■ Istruzioni
Riporta senza cambiare nulla un passo del testo sulle iscrizioni all'università: comincia dalle parole "Si tratta di" e fermati dopo "degli aventi diritto-dovere.".

Cala il numero di diplomati che scelgono di proseguire gli studi iscrivendosi ad un corso universitario: la notizia è contenuta nell’annuario statistico 2007 dell’Istat, l’Istituto nazionale di statistica, dove si riporta che i giovani che nell’anno accademico 2005/2006 si sono iscritti per la prima volta all’università sono stati poco più di 324 mila, circa 8 mila in meno rispetto all’anno precedente.
Si tratta di un decremento piuttosto significativo, pari al 2,3%, che diventa ancora più evidente a fronte dell’innalzamento della popolazione universitaria (+4.000 studenti per un totale di 1.823.886 iscritti, di cui il 93,1% risulta iscritto ai corsi di laurea triennali) a cui evidentemente si avvicinano sempre più persone con trascorsi lavorativi.
L’Istat ha poi fatto sapere le variazioni del tasso di scolarità: a livello di scuola media-superiore è salito fino al 92,4% (contro l’89,8% del 2001/2002). A livello di scuola dell’infanzia e primaria, invece, è confermata la frequenza vicina al 100% degli aventi diritto-dovere.
Tra i tanti dati emessi dall’Istat ve ne sono alcuni davvero interessanti, soprattutto a livello accademico: uno studente universitario su cinque studia in una regione diversa da quella di residenza; è poi confermata la maggiore propensione delle ragazze a proseguire gli studi oltre la scuola secondaria. Le diplomate che infatti si iscrivono a un corso universitario sono ben 76 su 100, mentre i diplomati solo 64 su 100. Le donne sono inoltre portate a concludere prima il percorso accademico: le laureate sono circa 27 ogni 100 venticinquenni contro i 19 laureati ogni 100 maschi della stessa età.

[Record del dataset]
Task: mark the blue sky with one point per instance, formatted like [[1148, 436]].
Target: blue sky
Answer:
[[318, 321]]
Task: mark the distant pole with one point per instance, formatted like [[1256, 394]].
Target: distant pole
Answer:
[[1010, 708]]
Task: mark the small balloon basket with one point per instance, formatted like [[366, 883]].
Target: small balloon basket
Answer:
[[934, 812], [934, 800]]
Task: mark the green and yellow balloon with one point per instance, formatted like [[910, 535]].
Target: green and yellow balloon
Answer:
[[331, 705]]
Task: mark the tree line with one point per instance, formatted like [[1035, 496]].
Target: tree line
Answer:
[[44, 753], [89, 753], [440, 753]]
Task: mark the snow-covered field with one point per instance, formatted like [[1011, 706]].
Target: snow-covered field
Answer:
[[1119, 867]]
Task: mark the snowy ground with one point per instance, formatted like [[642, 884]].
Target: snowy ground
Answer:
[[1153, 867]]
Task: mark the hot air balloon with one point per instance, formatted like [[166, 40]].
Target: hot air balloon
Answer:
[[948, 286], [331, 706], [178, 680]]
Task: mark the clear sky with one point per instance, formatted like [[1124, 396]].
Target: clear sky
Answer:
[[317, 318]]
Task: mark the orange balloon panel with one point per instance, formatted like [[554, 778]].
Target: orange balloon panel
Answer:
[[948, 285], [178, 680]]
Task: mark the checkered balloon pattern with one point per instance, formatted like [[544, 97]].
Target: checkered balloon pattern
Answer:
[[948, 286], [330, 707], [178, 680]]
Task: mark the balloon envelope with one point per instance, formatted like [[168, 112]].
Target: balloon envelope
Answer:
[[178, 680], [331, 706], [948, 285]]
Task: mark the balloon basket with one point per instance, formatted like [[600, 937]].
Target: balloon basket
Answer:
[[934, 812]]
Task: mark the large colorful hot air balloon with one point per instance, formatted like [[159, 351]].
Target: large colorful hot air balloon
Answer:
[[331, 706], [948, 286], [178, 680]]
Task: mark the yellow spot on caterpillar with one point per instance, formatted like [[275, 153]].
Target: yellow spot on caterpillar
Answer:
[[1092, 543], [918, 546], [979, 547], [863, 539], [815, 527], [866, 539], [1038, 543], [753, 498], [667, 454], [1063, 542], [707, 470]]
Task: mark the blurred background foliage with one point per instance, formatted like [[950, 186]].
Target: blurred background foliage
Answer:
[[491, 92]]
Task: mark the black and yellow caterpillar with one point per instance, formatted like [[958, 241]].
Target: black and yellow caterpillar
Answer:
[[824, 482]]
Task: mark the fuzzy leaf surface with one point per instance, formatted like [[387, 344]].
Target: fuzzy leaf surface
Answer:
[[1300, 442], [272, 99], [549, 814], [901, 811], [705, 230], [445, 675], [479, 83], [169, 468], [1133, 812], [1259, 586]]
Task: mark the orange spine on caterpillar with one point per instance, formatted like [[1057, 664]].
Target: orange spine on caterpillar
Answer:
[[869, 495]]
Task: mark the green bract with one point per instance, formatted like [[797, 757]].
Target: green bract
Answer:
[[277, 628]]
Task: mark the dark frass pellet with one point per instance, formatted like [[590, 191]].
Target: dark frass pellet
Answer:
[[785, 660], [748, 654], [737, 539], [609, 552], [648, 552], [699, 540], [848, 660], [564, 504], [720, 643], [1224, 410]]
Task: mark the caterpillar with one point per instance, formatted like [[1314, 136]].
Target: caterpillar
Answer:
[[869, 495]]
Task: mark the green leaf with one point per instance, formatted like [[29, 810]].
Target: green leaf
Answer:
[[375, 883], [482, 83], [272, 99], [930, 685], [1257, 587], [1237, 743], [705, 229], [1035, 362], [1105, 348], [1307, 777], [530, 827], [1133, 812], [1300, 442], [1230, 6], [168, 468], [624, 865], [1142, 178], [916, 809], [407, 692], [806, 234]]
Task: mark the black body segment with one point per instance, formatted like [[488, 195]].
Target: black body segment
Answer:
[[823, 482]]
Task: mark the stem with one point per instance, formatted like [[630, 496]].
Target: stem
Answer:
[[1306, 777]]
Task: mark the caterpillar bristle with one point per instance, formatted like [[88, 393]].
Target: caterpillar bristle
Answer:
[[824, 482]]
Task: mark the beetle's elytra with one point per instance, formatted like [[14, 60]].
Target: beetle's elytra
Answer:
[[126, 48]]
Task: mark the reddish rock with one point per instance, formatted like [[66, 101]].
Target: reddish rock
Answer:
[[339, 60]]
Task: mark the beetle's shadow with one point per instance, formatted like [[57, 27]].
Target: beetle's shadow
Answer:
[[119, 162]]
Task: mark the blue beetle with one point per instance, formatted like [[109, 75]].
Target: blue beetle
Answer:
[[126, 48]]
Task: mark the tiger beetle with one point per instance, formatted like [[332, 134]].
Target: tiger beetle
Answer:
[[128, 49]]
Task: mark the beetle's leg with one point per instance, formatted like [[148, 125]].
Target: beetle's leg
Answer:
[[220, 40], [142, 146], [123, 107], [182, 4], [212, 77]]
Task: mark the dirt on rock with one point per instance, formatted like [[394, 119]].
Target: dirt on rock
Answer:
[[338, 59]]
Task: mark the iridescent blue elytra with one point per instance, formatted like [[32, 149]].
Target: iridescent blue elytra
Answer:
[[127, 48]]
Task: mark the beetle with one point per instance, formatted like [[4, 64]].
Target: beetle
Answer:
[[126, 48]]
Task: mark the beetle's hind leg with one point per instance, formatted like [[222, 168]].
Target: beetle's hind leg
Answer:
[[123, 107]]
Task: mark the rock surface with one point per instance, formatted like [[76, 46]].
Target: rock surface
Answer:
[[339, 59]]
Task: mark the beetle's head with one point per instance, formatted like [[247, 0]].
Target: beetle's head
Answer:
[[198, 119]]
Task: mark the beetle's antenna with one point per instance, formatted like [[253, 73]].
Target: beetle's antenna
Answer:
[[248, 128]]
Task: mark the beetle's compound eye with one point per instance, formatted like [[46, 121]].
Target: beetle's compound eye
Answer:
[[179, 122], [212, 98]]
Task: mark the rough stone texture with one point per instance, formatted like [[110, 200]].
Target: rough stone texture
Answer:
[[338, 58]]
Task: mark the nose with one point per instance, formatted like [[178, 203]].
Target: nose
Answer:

■ Risposta
Si tratta di un decremento piuttosto significativo, pari al 2,3%, che diventa ancora più evidente a fronte dell’innalzamento della popolazione universitaria (+4.000 studenti per un totale di 1.823.886 iscritti, di cui il 93,1% risulta iscritto ai corsi di laurea triennali) a cui evidentemente si avvicinano sempre più persone con trascorsi lavorativi.
L’Istat ha poi fatto sapere le variazioni del tasso di scolarità: a livello di scuola media-superiore è salito fino al 92,4% (contro l’89,8% del 2001/2002). A livello di scuola dell’infanzia e primaria, invece, è confermata la frequenza vicina al 100% degli aventi diritto-dovere.